> Task to carry out: The records need to be set down again exactly as they appear.

Information given section start

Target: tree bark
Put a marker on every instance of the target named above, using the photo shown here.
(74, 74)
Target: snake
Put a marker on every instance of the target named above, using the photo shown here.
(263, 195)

Information given section end

> Solution to the problem:
Target: tree bark
Put a marker on every instance of the target named above, using the photo shown here.
(74, 74)
Target: snake
Put a marker on every instance of the target named above, using the photo shown here.
(263, 195)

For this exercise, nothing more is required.